EXERCISE GOAL: Within this material, find every line where the string "below" appears, and copy it out.
■ ■ ■ ■
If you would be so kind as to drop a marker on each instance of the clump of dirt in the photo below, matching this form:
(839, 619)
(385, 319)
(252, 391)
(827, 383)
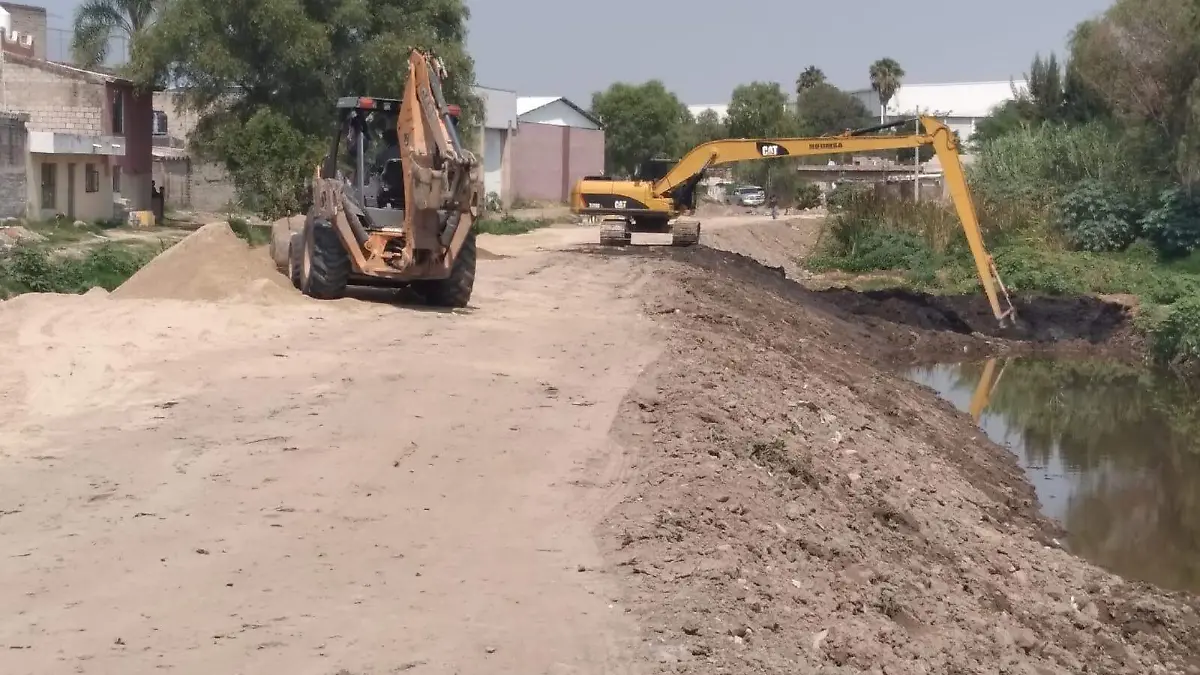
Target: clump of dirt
(802, 509)
(919, 326)
(773, 243)
(13, 234)
(209, 264)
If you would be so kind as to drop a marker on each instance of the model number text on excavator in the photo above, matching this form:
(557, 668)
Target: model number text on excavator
(661, 191)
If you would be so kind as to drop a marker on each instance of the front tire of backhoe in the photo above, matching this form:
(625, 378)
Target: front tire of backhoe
(325, 263)
(455, 291)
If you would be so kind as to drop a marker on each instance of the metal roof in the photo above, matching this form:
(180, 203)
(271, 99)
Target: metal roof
(531, 103)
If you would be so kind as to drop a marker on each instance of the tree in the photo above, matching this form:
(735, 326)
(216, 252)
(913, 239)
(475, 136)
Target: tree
(759, 109)
(1045, 93)
(811, 77)
(706, 126)
(1141, 60)
(641, 121)
(823, 108)
(96, 21)
(283, 63)
(886, 78)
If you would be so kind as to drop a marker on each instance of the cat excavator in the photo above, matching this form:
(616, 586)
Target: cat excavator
(661, 196)
(396, 198)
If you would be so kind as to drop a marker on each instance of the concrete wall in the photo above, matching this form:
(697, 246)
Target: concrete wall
(190, 185)
(549, 159)
(137, 163)
(193, 186)
(13, 184)
(54, 102)
(29, 21)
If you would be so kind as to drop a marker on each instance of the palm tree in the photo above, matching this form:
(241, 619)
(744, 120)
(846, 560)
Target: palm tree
(886, 76)
(96, 21)
(811, 77)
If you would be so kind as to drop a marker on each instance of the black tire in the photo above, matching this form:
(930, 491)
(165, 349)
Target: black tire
(325, 269)
(454, 291)
(295, 258)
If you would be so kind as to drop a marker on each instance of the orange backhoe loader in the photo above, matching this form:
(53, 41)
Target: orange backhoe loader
(396, 199)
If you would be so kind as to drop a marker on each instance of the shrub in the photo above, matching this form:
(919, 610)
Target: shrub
(1174, 226)
(35, 270)
(1176, 339)
(808, 196)
(1035, 166)
(846, 195)
(1097, 216)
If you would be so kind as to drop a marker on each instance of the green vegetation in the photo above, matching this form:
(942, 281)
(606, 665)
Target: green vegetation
(510, 225)
(263, 75)
(1128, 440)
(250, 233)
(1087, 183)
(34, 269)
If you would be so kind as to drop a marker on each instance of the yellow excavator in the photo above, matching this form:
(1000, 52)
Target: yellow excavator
(661, 196)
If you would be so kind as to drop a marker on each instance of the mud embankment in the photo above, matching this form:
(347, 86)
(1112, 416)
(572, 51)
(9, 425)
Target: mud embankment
(803, 509)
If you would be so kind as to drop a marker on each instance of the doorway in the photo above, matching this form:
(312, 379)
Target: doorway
(71, 190)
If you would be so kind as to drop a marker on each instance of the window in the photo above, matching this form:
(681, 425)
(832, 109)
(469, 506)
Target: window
(49, 185)
(160, 123)
(118, 113)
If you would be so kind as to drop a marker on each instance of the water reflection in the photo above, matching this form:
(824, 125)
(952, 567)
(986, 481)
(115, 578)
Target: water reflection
(1113, 452)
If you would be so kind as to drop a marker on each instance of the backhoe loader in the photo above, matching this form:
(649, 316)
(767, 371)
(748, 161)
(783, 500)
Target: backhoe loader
(661, 192)
(402, 216)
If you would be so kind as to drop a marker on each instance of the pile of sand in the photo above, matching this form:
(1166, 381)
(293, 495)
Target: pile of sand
(210, 264)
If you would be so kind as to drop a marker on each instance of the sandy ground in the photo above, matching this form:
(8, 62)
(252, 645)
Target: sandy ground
(303, 488)
(640, 461)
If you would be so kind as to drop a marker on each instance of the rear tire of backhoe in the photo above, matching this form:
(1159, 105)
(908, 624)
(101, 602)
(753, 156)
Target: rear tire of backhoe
(454, 291)
(325, 263)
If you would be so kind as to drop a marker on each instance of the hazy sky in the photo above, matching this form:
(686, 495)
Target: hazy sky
(703, 48)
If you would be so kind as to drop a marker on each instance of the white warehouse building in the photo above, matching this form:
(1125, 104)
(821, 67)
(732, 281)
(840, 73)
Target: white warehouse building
(960, 105)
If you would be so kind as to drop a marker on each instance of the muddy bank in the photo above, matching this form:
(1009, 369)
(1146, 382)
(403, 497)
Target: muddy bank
(801, 509)
(901, 326)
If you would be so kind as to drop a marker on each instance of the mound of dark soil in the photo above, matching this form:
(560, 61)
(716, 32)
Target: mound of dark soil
(922, 324)
(802, 509)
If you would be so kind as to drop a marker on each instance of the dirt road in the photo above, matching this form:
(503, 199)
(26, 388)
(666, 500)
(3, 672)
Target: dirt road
(641, 461)
(229, 488)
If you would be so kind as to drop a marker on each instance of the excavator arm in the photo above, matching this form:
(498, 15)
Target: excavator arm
(937, 135)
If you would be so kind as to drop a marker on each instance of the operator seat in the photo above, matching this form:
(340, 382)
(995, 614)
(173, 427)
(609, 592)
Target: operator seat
(391, 185)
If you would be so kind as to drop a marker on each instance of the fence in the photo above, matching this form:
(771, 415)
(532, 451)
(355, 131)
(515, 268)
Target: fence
(58, 47)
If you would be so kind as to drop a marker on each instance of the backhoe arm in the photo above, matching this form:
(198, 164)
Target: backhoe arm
(937, 135)
(442, 178)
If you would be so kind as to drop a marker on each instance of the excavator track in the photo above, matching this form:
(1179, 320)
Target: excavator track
(615, 232)
(685, 233)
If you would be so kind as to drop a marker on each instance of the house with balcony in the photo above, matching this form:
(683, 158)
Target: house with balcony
(88, 147)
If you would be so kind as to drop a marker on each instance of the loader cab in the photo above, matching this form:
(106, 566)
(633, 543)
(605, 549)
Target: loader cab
(366, 151)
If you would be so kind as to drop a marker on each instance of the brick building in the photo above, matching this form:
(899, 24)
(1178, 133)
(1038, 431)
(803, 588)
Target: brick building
(13, 165)
(28, 19)
(187, 183)
(557, 143)
(89, 137)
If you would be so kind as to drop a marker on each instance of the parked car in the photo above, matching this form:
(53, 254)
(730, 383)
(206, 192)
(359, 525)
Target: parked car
(749, 196)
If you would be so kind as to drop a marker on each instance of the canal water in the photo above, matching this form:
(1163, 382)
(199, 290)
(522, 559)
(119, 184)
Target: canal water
(1113, 451)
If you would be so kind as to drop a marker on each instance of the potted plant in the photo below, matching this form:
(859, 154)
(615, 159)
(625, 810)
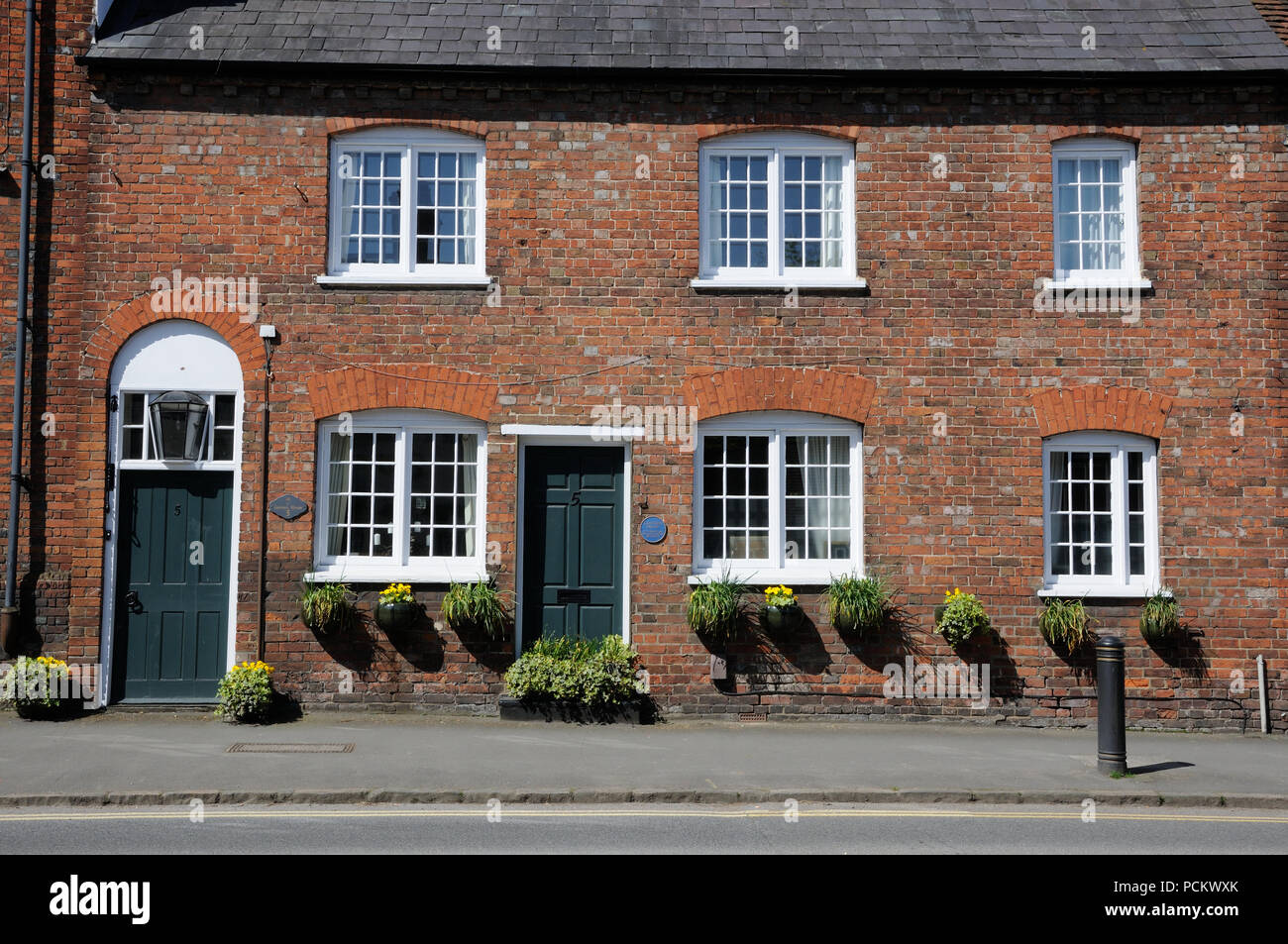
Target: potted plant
(1065, 623)
(781, 609)
(858, 604)
(37, 687)
(576, 679)
(329, 608)
(397, 608)
(961, 617)
(1160, 616)
(716, 608)
(476, 607)
(246, 693)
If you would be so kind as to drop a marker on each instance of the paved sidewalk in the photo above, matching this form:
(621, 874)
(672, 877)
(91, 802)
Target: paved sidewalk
(171, 758)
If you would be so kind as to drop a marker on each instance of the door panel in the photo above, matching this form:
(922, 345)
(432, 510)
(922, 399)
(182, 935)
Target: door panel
(574, 528)
(172, 582)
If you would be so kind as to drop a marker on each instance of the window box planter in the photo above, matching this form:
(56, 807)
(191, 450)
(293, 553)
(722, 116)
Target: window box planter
(784, 617)
(397, 616)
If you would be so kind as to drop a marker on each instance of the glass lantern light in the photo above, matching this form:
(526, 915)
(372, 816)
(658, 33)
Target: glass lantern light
(179, 425)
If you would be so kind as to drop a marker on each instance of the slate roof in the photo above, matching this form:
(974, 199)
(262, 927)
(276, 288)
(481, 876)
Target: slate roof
(711, 35)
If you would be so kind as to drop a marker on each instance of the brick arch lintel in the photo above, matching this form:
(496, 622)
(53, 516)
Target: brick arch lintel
(1095, 407)
(754, 389)
(402, 386)
(777, 124)
(476, 129)
(138, 313)
(1127, 133)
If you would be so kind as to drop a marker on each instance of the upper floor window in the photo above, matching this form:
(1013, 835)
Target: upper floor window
(1102, 513)
(1095, 213)
(400, 496)
(777, 209)
(407, 205)
(778, 493)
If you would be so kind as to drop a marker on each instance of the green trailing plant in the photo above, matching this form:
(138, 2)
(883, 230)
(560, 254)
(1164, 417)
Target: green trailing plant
(1067, 623)
(858, 604)
(961, 617)
(246, 693)
(596, 674)
(1160, 616)
(716, 608)
(329, 608)
(476, 605)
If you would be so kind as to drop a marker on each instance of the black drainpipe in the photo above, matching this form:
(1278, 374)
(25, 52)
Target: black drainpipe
(263, 505)
(9, 616)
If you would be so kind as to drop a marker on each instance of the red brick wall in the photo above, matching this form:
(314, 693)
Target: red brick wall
(230, 178)
(50, 567)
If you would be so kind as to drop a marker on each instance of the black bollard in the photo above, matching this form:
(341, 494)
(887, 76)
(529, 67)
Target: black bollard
(1111, 717)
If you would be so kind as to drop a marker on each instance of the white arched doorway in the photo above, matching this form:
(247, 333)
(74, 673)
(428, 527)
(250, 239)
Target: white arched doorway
(170, 545)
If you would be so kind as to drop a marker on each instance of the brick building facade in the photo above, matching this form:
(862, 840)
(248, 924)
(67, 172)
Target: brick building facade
(926, 356)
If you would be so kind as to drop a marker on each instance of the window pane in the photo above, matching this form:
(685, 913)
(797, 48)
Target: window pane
(132, 443)
(1080, 501)
(446, 189)
(738, 526)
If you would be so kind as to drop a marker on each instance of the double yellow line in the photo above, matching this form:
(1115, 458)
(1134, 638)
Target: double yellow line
(515, 811)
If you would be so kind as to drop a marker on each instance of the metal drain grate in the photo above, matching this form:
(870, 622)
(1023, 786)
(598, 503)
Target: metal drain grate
(256, 747)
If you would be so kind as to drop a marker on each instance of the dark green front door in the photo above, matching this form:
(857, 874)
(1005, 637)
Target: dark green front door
(171, 586)
(574, 515)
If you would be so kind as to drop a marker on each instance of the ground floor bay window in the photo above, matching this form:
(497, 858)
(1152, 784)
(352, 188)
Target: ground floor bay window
(1102, 514)
(778, 497)
(400, 496)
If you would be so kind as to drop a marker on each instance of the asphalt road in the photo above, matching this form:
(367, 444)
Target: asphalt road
(643, 829)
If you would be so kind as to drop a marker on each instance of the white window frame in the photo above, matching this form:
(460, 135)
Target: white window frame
(776, 146)
(778, 567)
(400, 566)
(1120, 582)
(406, 271)
(1129, 273)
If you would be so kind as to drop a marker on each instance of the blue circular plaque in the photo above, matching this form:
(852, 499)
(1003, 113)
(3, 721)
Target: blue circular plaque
(652, 528)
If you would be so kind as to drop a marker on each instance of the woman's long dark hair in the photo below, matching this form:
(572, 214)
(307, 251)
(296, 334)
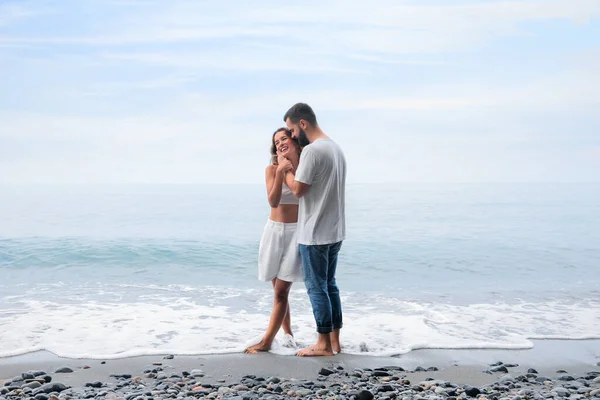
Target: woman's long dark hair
(274, 148)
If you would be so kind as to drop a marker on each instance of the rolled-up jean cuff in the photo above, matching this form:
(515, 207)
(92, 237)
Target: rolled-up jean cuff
(324, 329)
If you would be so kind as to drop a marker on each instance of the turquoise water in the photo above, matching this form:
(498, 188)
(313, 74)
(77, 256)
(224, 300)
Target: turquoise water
(108, 271)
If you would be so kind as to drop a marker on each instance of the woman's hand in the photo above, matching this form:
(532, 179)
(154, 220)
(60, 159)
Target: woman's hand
(284, 164)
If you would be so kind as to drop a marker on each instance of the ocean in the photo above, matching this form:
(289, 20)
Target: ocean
(115, 271)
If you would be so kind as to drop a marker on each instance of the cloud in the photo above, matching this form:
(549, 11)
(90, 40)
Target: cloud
(154, 91)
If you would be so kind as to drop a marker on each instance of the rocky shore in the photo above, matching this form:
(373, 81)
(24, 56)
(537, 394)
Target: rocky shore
(161, 381)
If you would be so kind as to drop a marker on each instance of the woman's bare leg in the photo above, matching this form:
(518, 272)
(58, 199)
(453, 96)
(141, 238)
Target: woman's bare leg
(278, 316)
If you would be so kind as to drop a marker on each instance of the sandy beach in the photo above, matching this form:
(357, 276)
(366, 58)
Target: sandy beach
(550, 359)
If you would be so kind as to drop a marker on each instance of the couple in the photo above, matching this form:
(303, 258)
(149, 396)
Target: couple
(304, 233)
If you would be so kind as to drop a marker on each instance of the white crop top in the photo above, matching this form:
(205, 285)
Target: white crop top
(287, 197)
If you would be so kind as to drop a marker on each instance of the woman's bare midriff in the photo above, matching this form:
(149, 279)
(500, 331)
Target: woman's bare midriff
(287, 213)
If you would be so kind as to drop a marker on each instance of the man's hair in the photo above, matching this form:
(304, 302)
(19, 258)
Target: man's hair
(301, 111)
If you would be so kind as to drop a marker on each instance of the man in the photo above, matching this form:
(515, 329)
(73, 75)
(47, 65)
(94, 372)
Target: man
(320, 184)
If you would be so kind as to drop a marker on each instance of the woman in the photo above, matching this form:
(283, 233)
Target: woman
(278, 259)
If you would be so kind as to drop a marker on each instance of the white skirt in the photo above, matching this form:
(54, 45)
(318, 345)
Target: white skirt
(278, 255)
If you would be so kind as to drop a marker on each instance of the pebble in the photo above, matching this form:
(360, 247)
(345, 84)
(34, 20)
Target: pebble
(331, 383)
(304, 392)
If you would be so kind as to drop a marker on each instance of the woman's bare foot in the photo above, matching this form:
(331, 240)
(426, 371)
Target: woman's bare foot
(315, 350)
(335, 341)
(258, 348)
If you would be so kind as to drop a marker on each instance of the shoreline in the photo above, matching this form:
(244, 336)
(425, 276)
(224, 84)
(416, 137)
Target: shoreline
(459, 366)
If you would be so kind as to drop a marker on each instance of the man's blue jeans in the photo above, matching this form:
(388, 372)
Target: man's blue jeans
(319, 263)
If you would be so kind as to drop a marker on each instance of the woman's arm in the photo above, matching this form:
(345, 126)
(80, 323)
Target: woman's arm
(274, 180)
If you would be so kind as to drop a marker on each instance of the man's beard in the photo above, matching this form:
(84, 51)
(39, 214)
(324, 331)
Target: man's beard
(302, 139)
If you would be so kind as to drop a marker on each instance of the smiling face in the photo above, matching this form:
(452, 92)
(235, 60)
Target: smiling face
(283, 144)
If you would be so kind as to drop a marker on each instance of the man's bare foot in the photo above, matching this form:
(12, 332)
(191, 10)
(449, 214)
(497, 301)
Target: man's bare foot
(258, 348)
(315, 350)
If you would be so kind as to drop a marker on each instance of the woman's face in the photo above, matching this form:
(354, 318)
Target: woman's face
(284, 144)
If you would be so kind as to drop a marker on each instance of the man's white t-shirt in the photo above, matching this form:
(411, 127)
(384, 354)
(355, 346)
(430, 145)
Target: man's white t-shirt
(321, 216)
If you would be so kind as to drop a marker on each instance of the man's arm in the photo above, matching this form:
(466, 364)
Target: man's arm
(299, 189)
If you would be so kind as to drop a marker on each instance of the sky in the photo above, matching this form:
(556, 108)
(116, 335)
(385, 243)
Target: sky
(144, 91)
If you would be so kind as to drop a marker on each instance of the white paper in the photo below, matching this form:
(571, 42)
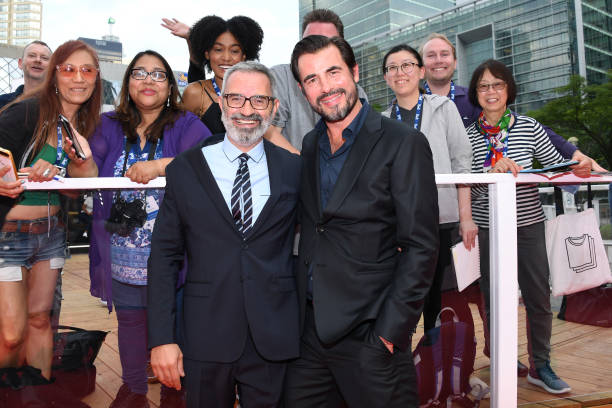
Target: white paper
(467, 264)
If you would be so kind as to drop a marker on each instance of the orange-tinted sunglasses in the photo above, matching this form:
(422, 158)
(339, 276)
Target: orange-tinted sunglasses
(88, 71)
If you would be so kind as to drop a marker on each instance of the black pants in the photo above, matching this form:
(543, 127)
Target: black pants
(259, 382)
(357, 371)
(533, 278)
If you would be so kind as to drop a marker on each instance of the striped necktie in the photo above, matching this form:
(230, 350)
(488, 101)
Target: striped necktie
(241, 202)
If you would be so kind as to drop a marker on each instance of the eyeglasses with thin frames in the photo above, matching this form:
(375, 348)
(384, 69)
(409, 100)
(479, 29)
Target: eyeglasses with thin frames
(496, 86)
(406, 67)
(140, 75)
(88, 71)
(258, 102)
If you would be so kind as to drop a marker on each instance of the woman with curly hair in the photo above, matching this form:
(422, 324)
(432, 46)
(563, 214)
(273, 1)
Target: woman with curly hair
(32, 232)
(218, 44)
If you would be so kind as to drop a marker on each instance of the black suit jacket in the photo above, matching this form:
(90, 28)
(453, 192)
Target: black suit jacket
(232, 284)
(385, 197)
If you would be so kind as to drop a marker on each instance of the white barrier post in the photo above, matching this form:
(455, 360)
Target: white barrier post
(504, 291)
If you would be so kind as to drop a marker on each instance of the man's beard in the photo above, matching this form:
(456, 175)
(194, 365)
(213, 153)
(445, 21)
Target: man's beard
(340, 111)
(245, 136)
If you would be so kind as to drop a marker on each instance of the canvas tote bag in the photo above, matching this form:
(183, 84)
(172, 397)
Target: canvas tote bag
(576, 254)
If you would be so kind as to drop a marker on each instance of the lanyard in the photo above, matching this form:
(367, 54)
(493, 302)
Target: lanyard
(451, 94)
(216, 87)
(417, 116)
(61, 159)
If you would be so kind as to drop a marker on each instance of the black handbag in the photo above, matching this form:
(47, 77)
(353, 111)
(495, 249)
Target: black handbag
(76, 348)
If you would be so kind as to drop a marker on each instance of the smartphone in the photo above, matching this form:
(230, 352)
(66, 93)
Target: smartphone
(6, 160)
(75, 143)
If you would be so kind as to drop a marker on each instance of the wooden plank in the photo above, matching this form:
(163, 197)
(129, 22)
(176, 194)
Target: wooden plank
(580, 353)
(595, 399)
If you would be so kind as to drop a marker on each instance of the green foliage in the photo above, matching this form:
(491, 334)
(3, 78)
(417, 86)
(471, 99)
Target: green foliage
(583, 111)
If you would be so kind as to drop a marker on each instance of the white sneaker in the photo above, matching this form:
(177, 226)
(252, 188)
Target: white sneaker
(480, 389)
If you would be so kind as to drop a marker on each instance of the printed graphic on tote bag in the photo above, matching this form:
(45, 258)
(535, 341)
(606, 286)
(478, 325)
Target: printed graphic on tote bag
(581, 253)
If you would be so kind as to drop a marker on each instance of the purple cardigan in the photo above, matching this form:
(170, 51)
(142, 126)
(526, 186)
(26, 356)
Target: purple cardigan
(107, 144)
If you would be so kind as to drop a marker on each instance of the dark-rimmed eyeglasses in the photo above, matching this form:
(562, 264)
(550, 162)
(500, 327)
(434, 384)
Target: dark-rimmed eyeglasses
(407, 68)
(140, 75)
(88, 71)
(258, 102)
(497, 86)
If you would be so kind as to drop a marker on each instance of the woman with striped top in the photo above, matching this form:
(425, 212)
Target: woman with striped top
(503, 141)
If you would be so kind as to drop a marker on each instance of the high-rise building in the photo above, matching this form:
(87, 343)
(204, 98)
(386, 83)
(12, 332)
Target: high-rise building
(20, 21)
(363, 19)
(108, 50)
(543, 42)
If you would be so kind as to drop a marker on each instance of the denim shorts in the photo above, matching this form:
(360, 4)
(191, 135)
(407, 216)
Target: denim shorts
(24, 249)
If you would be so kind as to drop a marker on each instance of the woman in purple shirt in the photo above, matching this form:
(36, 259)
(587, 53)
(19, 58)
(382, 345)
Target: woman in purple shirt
(137, 140)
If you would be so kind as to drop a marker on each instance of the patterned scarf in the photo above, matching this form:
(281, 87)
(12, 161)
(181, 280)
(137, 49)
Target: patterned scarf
(496, 138)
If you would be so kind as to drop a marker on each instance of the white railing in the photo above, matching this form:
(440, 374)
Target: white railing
(503, 263)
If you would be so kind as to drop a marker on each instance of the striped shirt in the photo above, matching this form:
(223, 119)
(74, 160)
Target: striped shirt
(527, 140)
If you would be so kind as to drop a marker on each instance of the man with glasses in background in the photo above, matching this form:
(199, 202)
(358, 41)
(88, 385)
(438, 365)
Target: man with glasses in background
(440, 61)
(34, 64)
(230, 204)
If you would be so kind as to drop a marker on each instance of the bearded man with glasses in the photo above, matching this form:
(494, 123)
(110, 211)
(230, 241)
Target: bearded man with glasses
(230, 204)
■ ■ ■ ■
RESPONSE BOX:
If you would be so kind as to drop a marker on each instance of the clump of dirt in the photo below, matching this form:
If you would be so kind as to drop a marker on each instance of the potted plant in the photo below, matching this form:
If you would be so kind as to drop a marker on each instance of the woman's long dark hair in the photo below, matching this form:
If you would be so kind as to drop a marker on each instance of the white paper in the photo below, matching this form:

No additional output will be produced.